• **Work instructions**
Pull every line containing "chin" from the entries.

[The input — start]

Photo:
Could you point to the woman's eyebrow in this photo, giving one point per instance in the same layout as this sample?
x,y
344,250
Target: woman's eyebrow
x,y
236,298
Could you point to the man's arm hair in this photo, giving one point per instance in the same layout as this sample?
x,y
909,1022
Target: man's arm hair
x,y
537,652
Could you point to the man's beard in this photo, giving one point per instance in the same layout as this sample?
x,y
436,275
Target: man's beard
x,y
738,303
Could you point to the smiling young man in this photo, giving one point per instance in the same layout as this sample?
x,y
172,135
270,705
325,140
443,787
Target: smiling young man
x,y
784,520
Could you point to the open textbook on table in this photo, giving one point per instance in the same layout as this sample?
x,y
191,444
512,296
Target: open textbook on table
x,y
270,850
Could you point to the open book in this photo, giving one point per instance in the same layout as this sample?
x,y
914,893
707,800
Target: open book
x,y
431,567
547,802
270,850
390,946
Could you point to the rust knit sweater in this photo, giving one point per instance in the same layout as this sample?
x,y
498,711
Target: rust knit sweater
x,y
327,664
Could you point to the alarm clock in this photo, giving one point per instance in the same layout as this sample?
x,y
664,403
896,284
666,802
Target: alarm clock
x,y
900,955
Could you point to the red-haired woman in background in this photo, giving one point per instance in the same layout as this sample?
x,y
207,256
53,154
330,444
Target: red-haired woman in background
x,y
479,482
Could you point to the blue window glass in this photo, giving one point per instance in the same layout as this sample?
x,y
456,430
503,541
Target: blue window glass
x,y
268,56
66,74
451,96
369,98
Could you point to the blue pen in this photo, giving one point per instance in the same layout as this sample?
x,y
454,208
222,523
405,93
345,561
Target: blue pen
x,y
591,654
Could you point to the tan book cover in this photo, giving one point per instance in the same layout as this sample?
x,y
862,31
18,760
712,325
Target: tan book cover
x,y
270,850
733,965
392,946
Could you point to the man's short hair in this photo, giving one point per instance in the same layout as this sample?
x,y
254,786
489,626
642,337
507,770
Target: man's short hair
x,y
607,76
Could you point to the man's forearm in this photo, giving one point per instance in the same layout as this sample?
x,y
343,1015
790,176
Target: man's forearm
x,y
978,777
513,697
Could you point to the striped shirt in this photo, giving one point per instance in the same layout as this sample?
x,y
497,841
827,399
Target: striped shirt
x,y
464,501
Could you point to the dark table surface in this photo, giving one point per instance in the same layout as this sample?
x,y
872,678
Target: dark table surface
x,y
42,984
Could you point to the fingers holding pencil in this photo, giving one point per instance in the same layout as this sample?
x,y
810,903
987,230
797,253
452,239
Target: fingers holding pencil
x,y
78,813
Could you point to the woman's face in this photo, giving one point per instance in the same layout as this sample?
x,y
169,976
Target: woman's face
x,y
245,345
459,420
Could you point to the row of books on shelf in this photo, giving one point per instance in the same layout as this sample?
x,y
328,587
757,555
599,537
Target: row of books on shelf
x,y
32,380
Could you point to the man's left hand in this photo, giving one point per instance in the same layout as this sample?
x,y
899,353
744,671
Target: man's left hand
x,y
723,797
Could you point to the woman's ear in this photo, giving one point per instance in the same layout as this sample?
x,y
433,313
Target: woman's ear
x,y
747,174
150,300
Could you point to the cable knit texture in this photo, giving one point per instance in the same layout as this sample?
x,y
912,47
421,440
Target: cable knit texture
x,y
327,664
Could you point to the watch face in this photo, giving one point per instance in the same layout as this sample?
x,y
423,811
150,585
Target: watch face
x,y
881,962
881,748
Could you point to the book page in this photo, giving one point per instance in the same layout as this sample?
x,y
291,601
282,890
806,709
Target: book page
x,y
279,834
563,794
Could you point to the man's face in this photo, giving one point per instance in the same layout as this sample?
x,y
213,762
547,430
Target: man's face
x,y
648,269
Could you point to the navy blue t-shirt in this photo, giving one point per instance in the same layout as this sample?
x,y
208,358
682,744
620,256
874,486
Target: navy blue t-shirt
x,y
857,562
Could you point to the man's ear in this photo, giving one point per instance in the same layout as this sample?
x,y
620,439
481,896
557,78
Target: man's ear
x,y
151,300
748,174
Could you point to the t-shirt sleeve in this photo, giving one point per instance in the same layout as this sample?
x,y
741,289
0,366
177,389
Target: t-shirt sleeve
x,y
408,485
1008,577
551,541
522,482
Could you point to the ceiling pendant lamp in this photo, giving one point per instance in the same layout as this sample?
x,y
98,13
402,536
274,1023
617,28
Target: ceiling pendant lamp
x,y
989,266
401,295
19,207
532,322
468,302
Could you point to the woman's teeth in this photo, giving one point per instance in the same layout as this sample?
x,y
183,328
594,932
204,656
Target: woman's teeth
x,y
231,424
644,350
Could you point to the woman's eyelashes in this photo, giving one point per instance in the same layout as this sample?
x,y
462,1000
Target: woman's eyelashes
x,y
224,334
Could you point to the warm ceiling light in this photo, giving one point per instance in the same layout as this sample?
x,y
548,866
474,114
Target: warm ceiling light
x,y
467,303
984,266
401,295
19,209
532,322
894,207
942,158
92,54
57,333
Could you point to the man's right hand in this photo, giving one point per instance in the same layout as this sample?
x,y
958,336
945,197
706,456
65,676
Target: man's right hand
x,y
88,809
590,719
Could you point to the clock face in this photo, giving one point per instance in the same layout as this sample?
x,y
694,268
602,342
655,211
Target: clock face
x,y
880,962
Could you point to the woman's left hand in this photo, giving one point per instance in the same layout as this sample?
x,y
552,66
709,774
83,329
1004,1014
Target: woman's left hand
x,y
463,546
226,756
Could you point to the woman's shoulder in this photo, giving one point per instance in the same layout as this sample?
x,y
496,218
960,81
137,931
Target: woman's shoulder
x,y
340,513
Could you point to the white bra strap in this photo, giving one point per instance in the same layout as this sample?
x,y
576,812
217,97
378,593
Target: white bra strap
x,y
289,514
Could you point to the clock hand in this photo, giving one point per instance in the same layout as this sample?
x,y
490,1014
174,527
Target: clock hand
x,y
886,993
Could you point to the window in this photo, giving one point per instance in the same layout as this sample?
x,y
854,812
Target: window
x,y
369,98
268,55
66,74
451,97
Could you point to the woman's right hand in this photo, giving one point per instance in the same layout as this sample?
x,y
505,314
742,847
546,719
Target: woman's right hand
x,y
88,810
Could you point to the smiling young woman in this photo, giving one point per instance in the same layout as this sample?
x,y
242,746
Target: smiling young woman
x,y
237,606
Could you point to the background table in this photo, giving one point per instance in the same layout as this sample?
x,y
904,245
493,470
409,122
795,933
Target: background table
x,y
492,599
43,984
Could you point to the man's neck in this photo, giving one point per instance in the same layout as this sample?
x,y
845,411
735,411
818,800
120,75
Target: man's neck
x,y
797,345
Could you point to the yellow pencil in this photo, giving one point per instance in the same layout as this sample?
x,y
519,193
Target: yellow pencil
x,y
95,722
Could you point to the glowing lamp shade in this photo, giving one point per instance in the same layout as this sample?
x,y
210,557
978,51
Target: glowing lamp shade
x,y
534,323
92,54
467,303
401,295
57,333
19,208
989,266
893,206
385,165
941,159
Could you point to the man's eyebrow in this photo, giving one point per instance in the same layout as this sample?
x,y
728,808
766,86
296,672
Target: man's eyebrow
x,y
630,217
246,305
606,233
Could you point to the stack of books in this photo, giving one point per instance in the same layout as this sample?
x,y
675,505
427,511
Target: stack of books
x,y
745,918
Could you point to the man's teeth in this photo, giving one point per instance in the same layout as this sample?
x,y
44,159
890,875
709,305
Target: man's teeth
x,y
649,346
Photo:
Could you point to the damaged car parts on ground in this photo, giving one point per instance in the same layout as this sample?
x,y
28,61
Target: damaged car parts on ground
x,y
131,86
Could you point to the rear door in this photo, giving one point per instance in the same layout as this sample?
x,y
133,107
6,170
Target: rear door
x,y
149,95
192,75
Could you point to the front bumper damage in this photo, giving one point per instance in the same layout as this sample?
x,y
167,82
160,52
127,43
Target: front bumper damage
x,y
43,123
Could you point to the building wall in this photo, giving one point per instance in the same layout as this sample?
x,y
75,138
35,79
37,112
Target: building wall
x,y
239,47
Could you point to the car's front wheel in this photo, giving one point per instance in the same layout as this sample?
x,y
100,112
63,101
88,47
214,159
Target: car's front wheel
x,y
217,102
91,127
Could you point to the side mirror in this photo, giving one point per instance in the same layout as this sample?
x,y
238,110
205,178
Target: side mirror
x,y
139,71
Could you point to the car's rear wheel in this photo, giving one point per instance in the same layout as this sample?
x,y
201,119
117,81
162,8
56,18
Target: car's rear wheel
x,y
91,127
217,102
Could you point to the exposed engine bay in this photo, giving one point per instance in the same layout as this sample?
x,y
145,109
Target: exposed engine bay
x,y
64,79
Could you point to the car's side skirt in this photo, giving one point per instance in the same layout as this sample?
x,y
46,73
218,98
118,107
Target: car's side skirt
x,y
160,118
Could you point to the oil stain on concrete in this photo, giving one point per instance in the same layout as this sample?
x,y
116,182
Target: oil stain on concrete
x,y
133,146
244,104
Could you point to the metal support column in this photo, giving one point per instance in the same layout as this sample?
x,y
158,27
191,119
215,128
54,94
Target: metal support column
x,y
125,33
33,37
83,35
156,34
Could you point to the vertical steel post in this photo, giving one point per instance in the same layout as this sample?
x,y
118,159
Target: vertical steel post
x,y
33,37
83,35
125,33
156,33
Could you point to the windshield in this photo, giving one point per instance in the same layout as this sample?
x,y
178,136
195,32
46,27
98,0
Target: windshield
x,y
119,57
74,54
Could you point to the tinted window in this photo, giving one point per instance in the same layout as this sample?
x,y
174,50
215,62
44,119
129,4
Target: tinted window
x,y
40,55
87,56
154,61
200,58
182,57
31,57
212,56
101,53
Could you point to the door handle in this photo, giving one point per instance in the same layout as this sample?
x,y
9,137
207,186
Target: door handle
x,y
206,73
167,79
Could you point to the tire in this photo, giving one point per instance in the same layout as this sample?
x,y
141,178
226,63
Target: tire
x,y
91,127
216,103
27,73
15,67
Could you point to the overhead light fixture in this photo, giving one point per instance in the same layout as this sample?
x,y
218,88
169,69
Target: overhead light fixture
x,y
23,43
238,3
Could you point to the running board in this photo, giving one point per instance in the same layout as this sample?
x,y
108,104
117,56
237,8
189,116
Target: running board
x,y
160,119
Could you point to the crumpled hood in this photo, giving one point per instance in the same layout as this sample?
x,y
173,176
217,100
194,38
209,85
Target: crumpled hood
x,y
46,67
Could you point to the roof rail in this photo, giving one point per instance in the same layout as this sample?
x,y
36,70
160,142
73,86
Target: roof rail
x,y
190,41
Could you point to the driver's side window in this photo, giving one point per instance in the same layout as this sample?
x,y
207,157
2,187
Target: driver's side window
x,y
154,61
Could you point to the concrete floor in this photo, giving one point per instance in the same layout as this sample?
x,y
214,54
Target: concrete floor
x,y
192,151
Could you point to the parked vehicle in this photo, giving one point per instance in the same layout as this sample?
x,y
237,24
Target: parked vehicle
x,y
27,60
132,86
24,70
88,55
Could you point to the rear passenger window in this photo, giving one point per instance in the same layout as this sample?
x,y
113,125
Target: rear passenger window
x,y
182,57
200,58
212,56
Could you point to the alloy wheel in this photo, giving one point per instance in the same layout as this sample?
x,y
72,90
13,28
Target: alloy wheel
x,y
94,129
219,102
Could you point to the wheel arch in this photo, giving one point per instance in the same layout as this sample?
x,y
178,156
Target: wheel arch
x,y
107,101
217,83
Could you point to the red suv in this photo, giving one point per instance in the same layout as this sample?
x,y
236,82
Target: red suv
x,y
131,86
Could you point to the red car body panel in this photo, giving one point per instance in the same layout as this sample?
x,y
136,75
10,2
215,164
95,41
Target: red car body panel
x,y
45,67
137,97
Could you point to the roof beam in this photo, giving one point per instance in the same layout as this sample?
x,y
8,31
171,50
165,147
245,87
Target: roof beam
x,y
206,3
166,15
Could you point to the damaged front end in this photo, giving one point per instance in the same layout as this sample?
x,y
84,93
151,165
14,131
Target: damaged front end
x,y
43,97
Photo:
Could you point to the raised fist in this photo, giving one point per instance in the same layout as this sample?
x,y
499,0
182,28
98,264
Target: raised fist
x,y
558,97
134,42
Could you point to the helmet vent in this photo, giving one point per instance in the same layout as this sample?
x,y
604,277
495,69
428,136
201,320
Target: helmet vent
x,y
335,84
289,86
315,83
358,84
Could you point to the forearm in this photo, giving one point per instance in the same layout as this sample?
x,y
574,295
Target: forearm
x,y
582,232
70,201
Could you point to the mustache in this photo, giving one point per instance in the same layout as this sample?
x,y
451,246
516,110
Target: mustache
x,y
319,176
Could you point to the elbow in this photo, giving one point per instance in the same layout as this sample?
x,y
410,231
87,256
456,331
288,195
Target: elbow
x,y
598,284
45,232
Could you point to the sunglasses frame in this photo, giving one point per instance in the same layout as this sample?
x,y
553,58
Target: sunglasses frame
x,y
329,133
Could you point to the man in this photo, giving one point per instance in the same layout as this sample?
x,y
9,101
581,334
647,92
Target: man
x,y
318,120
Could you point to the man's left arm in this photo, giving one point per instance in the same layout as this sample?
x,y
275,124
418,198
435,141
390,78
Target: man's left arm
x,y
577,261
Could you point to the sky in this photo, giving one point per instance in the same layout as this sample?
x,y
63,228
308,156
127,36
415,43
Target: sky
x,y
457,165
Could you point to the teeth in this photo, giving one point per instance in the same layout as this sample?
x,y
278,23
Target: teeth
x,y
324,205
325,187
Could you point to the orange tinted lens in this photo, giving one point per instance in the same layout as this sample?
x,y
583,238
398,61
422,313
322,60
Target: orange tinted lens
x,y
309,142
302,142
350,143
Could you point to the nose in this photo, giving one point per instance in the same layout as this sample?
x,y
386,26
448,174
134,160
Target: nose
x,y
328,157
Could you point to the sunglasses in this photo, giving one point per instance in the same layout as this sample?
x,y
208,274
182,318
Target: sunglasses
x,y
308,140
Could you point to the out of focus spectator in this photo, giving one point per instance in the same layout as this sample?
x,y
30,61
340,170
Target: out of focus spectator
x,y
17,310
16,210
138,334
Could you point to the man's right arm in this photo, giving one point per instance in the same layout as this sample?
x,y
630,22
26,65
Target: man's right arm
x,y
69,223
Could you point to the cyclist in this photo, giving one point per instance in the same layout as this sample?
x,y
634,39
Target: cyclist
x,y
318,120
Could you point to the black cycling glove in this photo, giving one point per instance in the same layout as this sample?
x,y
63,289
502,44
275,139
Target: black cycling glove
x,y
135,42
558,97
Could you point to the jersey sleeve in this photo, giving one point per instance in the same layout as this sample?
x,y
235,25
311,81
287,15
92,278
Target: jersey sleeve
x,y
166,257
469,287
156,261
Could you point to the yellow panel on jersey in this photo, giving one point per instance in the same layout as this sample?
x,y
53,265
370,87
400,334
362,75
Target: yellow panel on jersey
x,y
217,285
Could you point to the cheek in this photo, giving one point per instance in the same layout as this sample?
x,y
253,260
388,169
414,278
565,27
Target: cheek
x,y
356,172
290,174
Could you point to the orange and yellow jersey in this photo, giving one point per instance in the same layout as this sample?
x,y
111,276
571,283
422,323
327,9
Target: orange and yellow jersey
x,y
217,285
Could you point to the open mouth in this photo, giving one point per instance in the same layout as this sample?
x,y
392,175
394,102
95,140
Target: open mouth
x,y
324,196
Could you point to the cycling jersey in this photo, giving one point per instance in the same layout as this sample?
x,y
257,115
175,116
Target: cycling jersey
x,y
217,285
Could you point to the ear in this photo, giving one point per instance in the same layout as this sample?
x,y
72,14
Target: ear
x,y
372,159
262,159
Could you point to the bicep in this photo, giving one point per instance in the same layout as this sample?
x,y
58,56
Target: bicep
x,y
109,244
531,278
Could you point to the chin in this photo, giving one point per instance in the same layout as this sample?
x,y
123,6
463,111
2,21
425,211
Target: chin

[The input — finish]

• **Exercise response**
Could you point to the chin in this photo, giving one point per instance in the same layout as this sample?
Target: chin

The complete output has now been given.